Could you retype exactly the lines running from the line with "Per instance of the orange" to the end of the data, both included, and nothing else?
☆ ☆ ☆ ☆
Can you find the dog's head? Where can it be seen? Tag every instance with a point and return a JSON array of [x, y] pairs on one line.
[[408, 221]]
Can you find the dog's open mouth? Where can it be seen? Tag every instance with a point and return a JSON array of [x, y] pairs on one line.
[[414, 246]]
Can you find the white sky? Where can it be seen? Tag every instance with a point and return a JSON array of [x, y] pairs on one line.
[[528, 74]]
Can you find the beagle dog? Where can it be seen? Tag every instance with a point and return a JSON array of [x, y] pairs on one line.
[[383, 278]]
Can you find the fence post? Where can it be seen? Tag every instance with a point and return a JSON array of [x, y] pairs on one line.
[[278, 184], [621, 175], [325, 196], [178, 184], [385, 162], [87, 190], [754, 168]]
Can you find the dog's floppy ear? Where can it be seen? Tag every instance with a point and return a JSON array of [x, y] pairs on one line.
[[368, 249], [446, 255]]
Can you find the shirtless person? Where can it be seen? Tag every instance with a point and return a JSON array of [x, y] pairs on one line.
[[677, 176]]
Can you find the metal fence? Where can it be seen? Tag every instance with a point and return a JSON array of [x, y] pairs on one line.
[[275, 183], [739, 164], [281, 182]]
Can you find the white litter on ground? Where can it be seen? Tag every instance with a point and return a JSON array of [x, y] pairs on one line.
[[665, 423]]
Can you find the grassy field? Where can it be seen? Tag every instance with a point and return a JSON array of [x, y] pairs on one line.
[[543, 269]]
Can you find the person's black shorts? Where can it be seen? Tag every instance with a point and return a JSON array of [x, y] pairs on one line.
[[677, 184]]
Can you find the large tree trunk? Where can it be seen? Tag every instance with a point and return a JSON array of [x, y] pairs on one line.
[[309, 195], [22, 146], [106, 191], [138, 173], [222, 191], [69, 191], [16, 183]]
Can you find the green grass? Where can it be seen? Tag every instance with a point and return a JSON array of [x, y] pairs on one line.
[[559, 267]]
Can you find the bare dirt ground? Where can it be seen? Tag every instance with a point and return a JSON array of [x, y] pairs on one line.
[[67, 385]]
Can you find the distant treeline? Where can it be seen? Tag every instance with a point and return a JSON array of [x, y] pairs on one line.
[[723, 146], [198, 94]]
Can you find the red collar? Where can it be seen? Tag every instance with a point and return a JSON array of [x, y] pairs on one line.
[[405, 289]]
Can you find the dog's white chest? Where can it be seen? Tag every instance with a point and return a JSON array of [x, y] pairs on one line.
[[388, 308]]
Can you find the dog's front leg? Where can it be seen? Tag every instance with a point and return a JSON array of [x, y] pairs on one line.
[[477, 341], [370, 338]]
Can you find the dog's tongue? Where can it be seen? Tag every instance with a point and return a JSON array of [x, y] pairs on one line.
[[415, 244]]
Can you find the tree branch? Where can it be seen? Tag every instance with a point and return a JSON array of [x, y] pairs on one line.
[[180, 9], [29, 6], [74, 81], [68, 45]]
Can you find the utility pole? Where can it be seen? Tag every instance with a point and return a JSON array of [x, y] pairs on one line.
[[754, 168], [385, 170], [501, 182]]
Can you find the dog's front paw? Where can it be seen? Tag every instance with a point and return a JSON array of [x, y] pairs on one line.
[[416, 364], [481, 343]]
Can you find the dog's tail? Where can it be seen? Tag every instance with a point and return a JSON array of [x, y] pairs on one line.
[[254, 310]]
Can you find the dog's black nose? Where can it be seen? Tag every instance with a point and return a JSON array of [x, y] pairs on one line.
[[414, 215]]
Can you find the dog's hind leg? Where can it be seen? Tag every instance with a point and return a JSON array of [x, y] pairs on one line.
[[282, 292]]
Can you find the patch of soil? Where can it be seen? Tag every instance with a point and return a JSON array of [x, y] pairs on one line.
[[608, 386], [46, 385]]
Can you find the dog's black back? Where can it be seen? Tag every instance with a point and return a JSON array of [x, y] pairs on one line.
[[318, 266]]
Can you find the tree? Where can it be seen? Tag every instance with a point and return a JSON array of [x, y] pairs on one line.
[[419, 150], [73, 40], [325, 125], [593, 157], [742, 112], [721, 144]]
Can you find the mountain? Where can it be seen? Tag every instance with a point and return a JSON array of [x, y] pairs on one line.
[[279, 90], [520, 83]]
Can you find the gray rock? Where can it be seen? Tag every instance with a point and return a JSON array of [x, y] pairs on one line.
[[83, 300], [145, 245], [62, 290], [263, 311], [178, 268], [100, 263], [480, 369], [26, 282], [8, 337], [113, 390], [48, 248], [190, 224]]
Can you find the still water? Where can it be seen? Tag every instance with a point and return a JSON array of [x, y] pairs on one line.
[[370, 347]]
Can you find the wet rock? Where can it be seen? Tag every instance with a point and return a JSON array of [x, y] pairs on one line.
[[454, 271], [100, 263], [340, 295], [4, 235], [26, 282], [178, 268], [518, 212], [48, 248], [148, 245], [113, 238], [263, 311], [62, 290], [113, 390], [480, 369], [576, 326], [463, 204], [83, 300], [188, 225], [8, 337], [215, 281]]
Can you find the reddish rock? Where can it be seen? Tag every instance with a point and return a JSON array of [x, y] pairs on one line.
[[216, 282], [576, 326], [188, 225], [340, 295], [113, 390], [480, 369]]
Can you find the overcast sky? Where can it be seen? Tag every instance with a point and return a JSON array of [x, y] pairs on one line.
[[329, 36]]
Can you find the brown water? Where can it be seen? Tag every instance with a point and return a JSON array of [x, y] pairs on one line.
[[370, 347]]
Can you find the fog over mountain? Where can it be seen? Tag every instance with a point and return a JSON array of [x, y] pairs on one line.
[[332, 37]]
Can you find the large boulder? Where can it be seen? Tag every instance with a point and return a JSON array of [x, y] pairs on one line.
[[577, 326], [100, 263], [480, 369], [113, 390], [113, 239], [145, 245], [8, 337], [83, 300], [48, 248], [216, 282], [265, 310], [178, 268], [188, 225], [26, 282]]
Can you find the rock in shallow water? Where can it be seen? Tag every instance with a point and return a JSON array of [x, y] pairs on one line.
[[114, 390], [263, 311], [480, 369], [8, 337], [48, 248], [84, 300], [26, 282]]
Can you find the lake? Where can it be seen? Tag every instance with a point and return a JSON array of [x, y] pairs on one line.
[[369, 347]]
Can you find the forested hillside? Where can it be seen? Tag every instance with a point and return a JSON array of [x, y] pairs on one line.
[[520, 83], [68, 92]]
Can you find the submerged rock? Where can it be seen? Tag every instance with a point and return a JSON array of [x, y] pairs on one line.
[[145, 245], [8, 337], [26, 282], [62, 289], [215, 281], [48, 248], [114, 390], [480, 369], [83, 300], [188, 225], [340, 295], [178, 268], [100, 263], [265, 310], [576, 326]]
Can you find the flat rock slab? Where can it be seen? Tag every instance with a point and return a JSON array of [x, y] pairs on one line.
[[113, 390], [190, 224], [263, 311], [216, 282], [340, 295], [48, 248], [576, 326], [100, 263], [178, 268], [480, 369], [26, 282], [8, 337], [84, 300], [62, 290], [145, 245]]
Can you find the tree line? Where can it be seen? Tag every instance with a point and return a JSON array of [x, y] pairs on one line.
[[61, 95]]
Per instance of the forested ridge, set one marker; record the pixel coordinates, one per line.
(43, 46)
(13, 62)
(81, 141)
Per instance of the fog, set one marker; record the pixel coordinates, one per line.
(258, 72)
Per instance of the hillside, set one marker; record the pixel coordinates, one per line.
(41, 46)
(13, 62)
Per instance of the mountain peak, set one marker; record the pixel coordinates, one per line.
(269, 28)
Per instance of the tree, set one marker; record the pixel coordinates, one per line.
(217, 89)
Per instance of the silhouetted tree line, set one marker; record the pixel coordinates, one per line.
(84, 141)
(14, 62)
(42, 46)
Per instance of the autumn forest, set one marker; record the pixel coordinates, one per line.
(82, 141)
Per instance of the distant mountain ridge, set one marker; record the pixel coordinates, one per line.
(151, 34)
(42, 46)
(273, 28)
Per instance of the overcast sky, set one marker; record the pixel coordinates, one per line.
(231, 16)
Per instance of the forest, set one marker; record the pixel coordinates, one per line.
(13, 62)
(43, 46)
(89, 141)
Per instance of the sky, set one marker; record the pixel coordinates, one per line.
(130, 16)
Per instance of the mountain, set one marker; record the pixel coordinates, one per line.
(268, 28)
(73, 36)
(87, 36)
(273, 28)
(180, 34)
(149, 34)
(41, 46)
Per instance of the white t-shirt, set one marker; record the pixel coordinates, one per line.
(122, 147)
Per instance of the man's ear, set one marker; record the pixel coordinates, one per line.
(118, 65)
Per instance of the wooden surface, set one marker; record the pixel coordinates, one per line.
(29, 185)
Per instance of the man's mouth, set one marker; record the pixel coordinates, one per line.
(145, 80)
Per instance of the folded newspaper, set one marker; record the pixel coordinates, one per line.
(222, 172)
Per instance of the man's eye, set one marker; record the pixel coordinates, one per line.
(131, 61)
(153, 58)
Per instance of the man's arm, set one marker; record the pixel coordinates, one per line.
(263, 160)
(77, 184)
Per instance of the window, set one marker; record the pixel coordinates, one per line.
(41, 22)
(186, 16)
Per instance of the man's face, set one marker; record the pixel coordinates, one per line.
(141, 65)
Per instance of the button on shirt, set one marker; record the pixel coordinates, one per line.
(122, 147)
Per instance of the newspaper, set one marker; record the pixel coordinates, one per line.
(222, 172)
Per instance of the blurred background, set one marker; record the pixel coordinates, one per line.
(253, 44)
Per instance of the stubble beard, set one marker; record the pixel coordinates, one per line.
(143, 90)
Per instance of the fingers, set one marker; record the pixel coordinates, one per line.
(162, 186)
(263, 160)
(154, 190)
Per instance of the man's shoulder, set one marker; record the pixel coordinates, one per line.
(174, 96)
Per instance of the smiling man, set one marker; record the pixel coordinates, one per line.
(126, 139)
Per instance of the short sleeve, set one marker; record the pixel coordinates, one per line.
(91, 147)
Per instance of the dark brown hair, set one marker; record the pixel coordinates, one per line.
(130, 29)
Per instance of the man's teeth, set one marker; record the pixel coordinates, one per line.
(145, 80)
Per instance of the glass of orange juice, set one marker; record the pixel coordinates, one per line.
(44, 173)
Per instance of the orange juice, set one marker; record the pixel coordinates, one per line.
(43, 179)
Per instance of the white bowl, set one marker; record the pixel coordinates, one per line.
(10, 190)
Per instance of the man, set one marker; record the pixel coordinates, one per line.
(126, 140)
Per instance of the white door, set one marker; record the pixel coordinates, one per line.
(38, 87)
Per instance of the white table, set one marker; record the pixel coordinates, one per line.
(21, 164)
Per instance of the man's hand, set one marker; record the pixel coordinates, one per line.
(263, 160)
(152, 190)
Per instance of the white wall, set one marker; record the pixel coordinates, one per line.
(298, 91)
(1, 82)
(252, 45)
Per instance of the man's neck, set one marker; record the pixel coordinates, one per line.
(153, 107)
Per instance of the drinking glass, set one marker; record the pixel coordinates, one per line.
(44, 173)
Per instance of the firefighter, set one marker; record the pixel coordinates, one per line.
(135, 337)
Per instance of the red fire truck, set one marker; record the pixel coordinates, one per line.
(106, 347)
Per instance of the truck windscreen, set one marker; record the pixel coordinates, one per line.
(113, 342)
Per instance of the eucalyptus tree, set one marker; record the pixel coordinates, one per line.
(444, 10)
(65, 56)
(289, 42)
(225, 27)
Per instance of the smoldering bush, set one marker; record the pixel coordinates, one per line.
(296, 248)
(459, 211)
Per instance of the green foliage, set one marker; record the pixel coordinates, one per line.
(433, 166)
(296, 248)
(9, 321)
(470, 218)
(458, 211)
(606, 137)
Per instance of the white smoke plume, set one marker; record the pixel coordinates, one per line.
☆ ☆ ☆ ☆
■ Exercise result ■
Per instance of the orange juice, set one marker; record the pixel coordinates, one per line.
(43, 179)
Per instance of the white bowl, set one marker; record the pixel coordinates, one per line.
(10, 190)
Per instance of the man, set one marker; record the pixel coordinates, one per line.
(126, 140)
Per instance of the white door, set one marker; record the pixel coordinates, one per line.
(38, 87)
Per instance of the white table, set one marker; record the pixel coordinates, one per line.
(21, 164)
Per instance of the man's hand, set one marker; record the pixel coordinates, one per line.
(263, 160)
(152, 190)
Per instance of the white wall, set one marker; record the pixel coordinates, one per line.
(298, 91)
(1, 82)
(252, 45)
Per instance of the man's neck, set one marker; record the pixel coordinates, one per line.
(153, 107)
Per instance of the drinking glass, set one marker; record the pixel coordinates, one per line.
(44, 173)
Per instance of the firefighter, set one marker; record the pixel coordinates, one per line.
(135, 337)
Per instance of the red fire truck, set one marker; record the pixel coordinates, one per line.
(106, 347)
Per instance of the truck windscreen, set one marker; record the pixel coordinates, one per line.
(113, 342)
Per instance of the eucalyptus tree, set one marker; record the pixel coordinates, one per line.
(444, 10)
(65, 56)
(289, 42)
(225, 27)
Per instance of the smoldering bush, set one marker; record the pixel coordinates, one per line.
(296, 248)
(459, 211)
Per instance of the green foliage, set one marker; record the pixel coordinates, one per line.
(433, 166)
(296, 248)
(9, 321)
(470, 218)
(458, 211)
(606, 137)
Per instance of the white smoke plume, set one marker; record the pixel coordinates, one per line.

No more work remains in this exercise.